-- Start of Page extract --
UNITED STATES
SECURITIES AND EXCHANGE COMMISSION
WASHINGTON, DC 20549
FORM 8-K
CURRENT REPORT
Pursuant to Section 13 or 15(d) of
the Securities Exchange Act of 1934
Date of report (Date of earliest event reported): December 2, 2024
INTERNATIONAL TOWER HILL MINES LTD.
(Exact Name of Registrant as Specified in Charter)
British Columbia, Canada | | 001-33638 | | 98-0668474 |
(State or Other Jurisdiction | | (Commission | | (IRS Employer |
of Incorporation) | | File Number) | | Identification No.) |
1570-200 Burrard Street | | |
Vancouver, British Columbia, Canada | | V6C 3L6 |
(Address of Principal Executive Offices) | | (Zip Code) |
Registrant’s telephone number, including area code: (604) 683-6332
(Former Name or Former Address, if Changed Since Last Report.)
Check the appropriate box below if the Form 8-K filing is intended to simultaneously satisfy the filing obligation of the registrant under any of the following provisions (see General Instruction A.2. below):
| ¨ | Written communications pursuant to Rule 425 under the Securities Act (17 CFR 230.425) |
| ¨ | Soliciting material pursuant to Rule 14a-12 under the Exchange Act (17 CFR 240.14a-12) |
| ¨ | Pre-commencement communications pursuant to Rule 14d-2(b) under the Exchange Act (17 CFR 240.14d-2(b)) |
| ¨ | Pre-commencement communications pursuant to Rule 13e-4(c) under the Exchange Act (17 CFR 240.13e-4(c)) |
Securities registered pursuant to Section 12(b) of the Act:
Title of each class: | | Trading Symbol: | | Name of each exchange on which registered: |
Common Shares, no par value | | THM | | NYSE American |
Indicate by check mark whether the registrant is an emerging growth company as defined in Rule 405 of the Securities Act of 1933 (§230.405 of this chapter) or Rule 12b-2 of the Securities Exchange Act of 1934 (§ 240.12b-2 of this chapter).
Emerging growth company ¨
If an emerging growth company, indicate by check mark if the registrant has elected not to use the extended transition period for complying with any new or revised financial accounting standards provided pursuant to Section 13(a) of the Exchange Act. ¨
Item 1.01 Entry into a Material Definitive Agreement.
-- End of Page extract --
-- Start of Data excerpts --
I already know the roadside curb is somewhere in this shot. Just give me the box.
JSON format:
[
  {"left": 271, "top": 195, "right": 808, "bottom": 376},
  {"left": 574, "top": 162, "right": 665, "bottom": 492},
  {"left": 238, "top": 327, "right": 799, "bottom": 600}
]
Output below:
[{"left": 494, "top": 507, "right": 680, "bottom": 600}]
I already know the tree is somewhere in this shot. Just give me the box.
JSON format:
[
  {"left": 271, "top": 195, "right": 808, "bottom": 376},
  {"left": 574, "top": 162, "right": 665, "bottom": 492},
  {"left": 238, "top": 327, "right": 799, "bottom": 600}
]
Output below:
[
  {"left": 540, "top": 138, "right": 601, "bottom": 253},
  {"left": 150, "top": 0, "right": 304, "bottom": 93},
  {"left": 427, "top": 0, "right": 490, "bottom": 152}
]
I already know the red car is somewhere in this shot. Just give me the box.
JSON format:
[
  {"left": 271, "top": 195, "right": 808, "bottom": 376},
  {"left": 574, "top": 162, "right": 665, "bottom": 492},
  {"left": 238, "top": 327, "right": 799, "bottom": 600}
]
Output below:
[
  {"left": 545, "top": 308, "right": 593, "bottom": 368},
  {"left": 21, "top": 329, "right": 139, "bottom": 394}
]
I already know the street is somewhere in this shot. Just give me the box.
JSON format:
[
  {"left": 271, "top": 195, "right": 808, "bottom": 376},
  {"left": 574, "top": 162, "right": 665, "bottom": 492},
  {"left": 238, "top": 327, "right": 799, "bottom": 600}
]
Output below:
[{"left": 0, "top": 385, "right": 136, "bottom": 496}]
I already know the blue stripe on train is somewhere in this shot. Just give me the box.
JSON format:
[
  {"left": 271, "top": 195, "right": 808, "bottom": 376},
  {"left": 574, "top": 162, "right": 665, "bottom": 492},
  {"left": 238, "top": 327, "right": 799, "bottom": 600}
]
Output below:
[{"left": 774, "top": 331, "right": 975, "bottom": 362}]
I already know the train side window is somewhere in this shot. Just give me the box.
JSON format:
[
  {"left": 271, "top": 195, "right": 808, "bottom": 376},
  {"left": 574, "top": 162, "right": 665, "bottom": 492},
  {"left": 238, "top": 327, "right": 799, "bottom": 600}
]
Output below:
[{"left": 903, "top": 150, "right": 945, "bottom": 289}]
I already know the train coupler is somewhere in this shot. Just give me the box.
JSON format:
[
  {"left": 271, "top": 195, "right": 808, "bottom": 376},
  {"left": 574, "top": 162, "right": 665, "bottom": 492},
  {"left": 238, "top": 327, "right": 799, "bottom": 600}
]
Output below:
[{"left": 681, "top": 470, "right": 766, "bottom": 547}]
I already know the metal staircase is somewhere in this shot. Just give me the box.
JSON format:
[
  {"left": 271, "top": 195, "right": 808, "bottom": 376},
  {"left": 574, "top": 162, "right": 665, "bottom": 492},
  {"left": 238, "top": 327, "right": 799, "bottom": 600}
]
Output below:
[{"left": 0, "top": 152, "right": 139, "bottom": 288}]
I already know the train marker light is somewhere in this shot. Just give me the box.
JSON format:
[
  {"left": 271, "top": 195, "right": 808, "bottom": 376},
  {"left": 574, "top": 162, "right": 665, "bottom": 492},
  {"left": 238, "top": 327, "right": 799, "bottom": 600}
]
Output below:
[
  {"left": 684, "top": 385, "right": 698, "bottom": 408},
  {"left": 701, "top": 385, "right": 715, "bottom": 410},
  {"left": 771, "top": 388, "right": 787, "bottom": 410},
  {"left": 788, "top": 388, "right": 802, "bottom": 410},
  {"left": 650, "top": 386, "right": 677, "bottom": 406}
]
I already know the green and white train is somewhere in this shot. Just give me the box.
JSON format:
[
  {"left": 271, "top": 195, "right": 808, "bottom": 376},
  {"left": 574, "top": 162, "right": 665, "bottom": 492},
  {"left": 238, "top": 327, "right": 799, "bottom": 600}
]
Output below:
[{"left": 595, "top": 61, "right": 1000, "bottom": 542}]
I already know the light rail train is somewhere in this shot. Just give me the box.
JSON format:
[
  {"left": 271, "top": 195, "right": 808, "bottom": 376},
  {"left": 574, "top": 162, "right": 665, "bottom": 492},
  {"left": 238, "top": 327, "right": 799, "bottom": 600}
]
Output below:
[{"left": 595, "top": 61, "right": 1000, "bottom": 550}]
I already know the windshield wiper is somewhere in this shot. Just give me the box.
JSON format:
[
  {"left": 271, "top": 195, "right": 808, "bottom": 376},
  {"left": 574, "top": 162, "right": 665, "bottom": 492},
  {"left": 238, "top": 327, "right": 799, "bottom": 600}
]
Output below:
-- End of Data excerpts --
__Required actions__:
[1] Using the Form 8-K cover page, answer these:
(a) What date is given as the date of the earliest event reported?
(b) What trading symbol is listed for the common shares?
(c) On which exchange are the common shares registered?
[2] Edit the Form 8-K cover page: reproduce its text starting at "Emerging growth company ¨" and ending at "Material Definitive Agreement.", with "extended transition period" changed to "longer transition period".
[3] Proceed with the Form 8-K filing of International Tower Hill Mines Ltd., picking up after its final line.

__Results of the exercise__:
[1]
(a) December 2, 2024
(b) THM
(c) NYSE American

[2]
Emerging growth company ¨
If an emerging growth company, indicate by check mark if the registrant has elected not to use the longer transition period for complying with any new or revised financial accounting standards provided pursuant to Section 13(a) of the Exchange Act. ¨
Item 1.01 Entry into a Material Definitive Agreement.

[3]
On December 2, 2024, the Company and a third-party, Phenom Ventures LLC (“Phenom”), entered into a Consulting Agreement (the “Consulting Agreement”) and Stock Option Agreement (the “Stock Option Agreement” and, collectively, the “Agreements”) pursuant to which Phenom will provide consulting services to communicate the attributes of the Livengood Gold Project and the Company’s story to the investor market through a variety of mediums. The Company will grant Phenom 2,500,000 stock options to purchase common shares of the Company (“Shares”) at a price of CAD$0.64 (the “Options”) pursuant to the Company’s 2006 Incentive Stock Option Plan. 1,000,000 Options vest on December 2, 2024 (the “Grant Date”). 500,000 Options vest on June 2, 2025 if (i) the volume weight average trading price of the shares for the 30 day period immediately preceding the applicable vesting date is equal to or greater than US$1.00 and (ii) any increase in the volume weighted average trading price of shares from the Grant Date ending on the applicable vesting date exceeds any increase in the trading price of the common shares of VanEck Junior Gold Miners ETF (the “GDXJ Shares”) during the same period by 25% or more. 1,000,000 Options vest on a date between December 2, 2025 to December 2, 2026 if (i) the volume weight average trading price of the shares on any date for a 20 day period within the applicable vesting period is equal to or greater than US$1.50 and (ii) any increase in the volume weighted average trading price of shares from the Grant Date ending on the applicable vesting date exceeds any increase in the trading price of the GDXJ Shares during the same period by 50% or more.
The term of the Consulting Agreement ends upon the earlier of December 2, 2026 or the death or incapacity of the Consultant. The Consulting Agreement provides that the Company may terminate the Consulting Agreement with 30 days notice if the Consultant materially breaches the Consulting Agreement and fails to cure. The Options will terminate upon the earlier of December 2, 2026 and 90 days after the Consultant ceases to perform services under the Consulting Agreement. The Consulting Agreement provides that during the term and after, the Consultant will protect the Company’s Confidential Information.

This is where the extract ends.